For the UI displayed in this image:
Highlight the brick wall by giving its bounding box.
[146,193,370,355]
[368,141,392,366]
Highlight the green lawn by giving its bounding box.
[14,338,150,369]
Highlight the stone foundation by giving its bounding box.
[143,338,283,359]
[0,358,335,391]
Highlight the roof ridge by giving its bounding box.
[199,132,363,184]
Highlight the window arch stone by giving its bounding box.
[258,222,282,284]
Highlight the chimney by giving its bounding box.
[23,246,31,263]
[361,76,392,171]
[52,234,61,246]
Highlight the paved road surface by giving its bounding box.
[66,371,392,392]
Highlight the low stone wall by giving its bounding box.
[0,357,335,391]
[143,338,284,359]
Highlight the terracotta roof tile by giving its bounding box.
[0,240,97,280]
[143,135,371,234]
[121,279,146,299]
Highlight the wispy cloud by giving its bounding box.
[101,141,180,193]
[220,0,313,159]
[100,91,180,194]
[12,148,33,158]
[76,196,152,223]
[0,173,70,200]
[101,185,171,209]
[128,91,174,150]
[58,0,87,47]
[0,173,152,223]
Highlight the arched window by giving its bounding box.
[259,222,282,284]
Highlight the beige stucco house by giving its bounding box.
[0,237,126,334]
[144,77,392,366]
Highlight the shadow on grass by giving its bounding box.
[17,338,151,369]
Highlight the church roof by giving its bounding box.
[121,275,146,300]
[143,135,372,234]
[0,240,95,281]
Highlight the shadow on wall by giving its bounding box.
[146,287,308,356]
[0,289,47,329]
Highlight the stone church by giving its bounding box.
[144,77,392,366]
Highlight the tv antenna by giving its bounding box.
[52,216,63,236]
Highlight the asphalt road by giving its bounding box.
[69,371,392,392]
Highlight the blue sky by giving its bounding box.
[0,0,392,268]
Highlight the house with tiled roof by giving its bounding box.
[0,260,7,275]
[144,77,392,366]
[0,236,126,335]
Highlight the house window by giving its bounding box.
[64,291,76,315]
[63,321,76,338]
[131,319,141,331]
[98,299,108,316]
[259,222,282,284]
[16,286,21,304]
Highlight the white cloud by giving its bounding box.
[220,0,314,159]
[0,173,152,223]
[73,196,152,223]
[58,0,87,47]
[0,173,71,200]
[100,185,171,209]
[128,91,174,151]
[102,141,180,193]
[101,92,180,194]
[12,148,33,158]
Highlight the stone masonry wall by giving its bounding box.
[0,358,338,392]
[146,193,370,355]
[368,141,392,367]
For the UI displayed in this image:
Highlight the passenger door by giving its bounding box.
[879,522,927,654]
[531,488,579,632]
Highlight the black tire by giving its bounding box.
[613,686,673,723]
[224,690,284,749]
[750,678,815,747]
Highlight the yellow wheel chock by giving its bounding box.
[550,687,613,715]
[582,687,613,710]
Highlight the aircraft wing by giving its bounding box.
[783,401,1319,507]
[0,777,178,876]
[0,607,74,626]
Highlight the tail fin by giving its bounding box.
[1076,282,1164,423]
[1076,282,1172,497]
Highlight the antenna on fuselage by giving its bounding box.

-.-.-

**Aim**:
Convert all of the rows above into a JSON array of strings with one string per line, omitting any blank lines.

**Response to the exercise**:
[
  "For the UI displayed in this image:",
  "Highlight the brick wall by giving its bounding box.",
  "[146,193,370,355]",
  "[368,141,392,366]",
  "Highlight the green lawn by giving its bounding box.",
  "[14,338,150,369]",
  "Highlight the stone foundation by giving its bounding box.",
  "[143,338,283,359]",
  "[0,358,335,391]",
  "Highlight the roof ridge by giving its bounding box.",
  "[199,132,363,184]",
  "Highlight the window arch stone by giving its bounding box.",
  "[258,222,282,284]",
  "Highlight the chimney by giving its bounding box.",
  "[23,246,31,263]",
  "[361,76,392,171]",
  "[52,234,61,246]",
  "Highlight the paved road surface by giving its bounding box.",
  "[66,371,392,392]",
  "Highlight the low stone wall by giving its bounding box.",
  "[0,357,335,391]",
  "[143,338,284,359]",
  "Highlight the terracotta roof tile by giving its bounding box.",
  "[0,240,97,280]",
  "[143,135,371,234]",
  "[121,279,146,299]",
  "Highlight the wispy cloud by giving its bounding box.",
  "[101,141,180,193]",
  "[220,0,313,159]",
  "[100,91,180,194]",
  "[12,148,33,158]",
  "[76,196,152,223]",
  "[0,173,70,200]",
  "[101,185,171,209]",
  "[128,91,174,150]",
  "[58,0,87,47]",
  "[0,173,152,223]",
  "Highlight the arched window by giving its bounding box.",
  "[259,222,282,284]",
  "Highlight the beige stucco house by giving its bounding box.",
  "[0,237,126,334]",
  "[144,77,392,366]",
  "Highlight the shadow on grass by giving its bounding box.",
  "[17,338,151,369]",
  "Highlight the church roof by giving its bounding box.",
  "[121,275,146,300]",
  "[143,135,372,234]",
  "[0,240,95,281]",
  "Highlight the shadow on wall by giving its bounding box.",
  "[146,287,308,356]",
  "[0,289,47,329]",
  "Highlight the stone church by giving its bounding box.",
  "[144,77,392,366]",
  "Highlight the tv antenna by giving its bounding box.",
  "[52,216,63,236]",
  "Highlight the asphalt road by giving its bounding box.",
  "[69,371,392,392]",
  "Highlight the blue sky by giving its bounding box.",
  "[0,0,392,268]",
  "Highlight the house with tiled roof by giving its bounding box.",
  "[0,260,7,275]",
  "[144,77,392,366]",
  "[0,236,126,335]",
  "Highlight the house window by giving its bounding box.",
  "[64,291,76,315]",
  "[63,321,76,338]",
  "[131,319,141,331]",
  "[98,299,108,316]",
  "[259,222,282,284]",
  "[16,286,21,304]",
  "Highlight the white cloud by giving its bounding box.",
  "[220,0,314,159]",
  "[0,173,152,223]",
  "[73,196,152,223]",
  "[58,0,87,47]",
  "[0,173,71,200]",
  "[100,185,171,209]",
  "[128,91,174,151]",
  "[102,141,180,193]",
  "[101,92,180,194]",
  "[12,148,33,158]",
  "Highlight the stone masonry wall by giving its bounding box.",
  "[0,358,338,392]",
  "[146,193,370,355]",
  "[368,141,392,367]",
  "For the UI displayed in this image:",
  "Highlight the passenger door by giving its bounding box.",
  "[879,522,927,654]",
  "[531,488,579,632]",
  "Highlight the black tire by giving its bounding box.",
  "[613,686,673,723]",
  "[224,690,284,749]",
  "[750,678,815,747]",
  "Highlight the yellow wheel chock by giving its bounding box.",
  "[550,687,613,715]",
  "[582,687,613,710]",
  "Highlight the aircraft wing by giving its bounding box.",
  "[783,401,1319,507]",
  "[0,777,178,876]",
  "[0,607,74,626]",
  "Highlight the tail fin by giving its bounding box.",
  "[1076,282,1164,423]",
  "[1076,282,1172,497]",
  "Highlight the antenna on fuselage by giving its bounding box."
]